_Action item_
Your task is to copy every line of the records below that contains "raised".

(Photo-based referring expression data)
____
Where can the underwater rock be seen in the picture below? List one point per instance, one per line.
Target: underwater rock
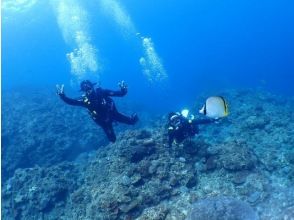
(144, 134)
(254, 122)
(154, 213)
(225, 208)
(240, 177)
(210, 164)
(237, 156)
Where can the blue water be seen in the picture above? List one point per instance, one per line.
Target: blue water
(203, 46)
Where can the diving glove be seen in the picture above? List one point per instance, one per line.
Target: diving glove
(123, 86)
(60, 89)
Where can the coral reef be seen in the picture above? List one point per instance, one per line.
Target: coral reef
(239, 168)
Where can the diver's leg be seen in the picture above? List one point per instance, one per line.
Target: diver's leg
(108, 129)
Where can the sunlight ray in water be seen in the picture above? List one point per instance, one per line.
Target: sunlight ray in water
(73, 22)
(151, 64)
(18, 5)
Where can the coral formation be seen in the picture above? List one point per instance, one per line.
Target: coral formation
(239, 168)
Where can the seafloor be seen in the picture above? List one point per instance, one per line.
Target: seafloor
(56, 163)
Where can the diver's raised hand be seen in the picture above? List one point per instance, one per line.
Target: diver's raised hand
____
_Answer for this exercise_
Where can the diver's raised hand be seen in the picture above? List one point per instance, one per line.
Target: diver's raised hand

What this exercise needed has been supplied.